Goal of the exercise
Recast every line of the entries below as a two-column Markdown table headed Row and Line, numbering each row and omitting blank lines. Keep the pictures out of the table.

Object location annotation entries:
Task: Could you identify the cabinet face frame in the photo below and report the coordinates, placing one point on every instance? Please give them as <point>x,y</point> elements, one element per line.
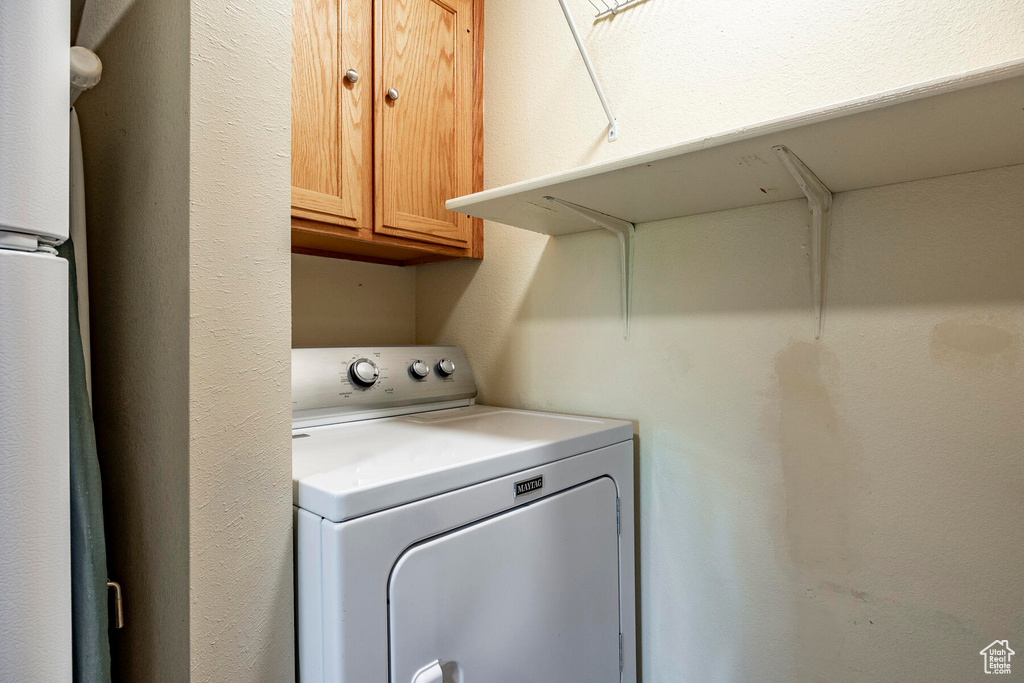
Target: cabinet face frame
<point>337,224</point>
<point>332,118</point>
<point>392,137</point>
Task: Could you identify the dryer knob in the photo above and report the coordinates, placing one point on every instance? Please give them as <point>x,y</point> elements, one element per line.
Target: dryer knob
<point>364,372</point>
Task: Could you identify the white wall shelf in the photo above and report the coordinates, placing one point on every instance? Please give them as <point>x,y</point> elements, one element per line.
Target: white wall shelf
<point>969,122</point>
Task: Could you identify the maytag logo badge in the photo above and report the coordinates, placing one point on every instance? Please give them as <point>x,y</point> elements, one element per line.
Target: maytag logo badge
<point>528,485</point>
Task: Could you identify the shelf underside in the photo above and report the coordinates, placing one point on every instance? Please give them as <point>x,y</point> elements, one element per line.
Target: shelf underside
<point>971,122</point>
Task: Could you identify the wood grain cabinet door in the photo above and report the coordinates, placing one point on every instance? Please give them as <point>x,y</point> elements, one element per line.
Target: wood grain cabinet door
<point>425,126</point>
<point>332,116</point>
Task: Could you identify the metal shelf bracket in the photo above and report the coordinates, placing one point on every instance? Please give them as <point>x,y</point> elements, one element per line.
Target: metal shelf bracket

Solution for this task
| Row | Line |
|---|---|
| 1 | Task: Could you identify the cabinet face frame in the photo below and report the coordinates, placing one point on every instance? Please give them as <point>x,y</point> elements, one element per line. |
| 2 | Target: cabinet face frame |
| 3 | <point>337,224</point> |
| 4 | <point>332,118</point> |
| 5 | <point>392,137</point> |
| 6 | Task: Could you identify the dryer knob in the photo above and report the coordinates, placing one point on every instance? Please give them as <point>x,y</point> elements, one element per line. |
| 7 | Target: dryer knob |
| 8 | <point>364,372</point> |
| 9 | Task: Could you identify the white wall shelf in the photo above and report the coordinates, placing one point on every instance? Please give them as <point>x,y</point> elements, one element per line. |
| 10 | Target: white wall shelf |
| 11 | <point>969,122</point> |
| 12 | Task: Could you identify the maytag logo badge in the photo above and report the coordinates, placing one point on every instance? Please give them as <point>x,y</point> elements, one element per line. |
| 13 | Target: maytag logo badge |
| 14 | <point>528,485</point> |
| 15 | Task: Could you identify the shelf underside in the photo above and report the coordinates, placing one point on every instance? Please give them as <point>x,y</point> elements, one element per line. |
| 16 | Target: shelf underside |
| 17 | <point>971,122</point> |
| 18 | Task: Could you identify the wood grain cabinet door in the photo above and report the coordinates, placing one point on every instance? Please give them as <point>x,y</point> elements, one element per line. |
| 19 | Target: wood grain cabinet door |
| 20 | <point>425,126</point> |
| 21 | <point>332,116</point> |
| 22 | Task: Could you identify the metal shelf bracket in the photo above and report the coordinates, placing one point on every instance? Please give them as <point>x,y</point> elements, one element per line. |
| 23 | Target: metal shelf bracket |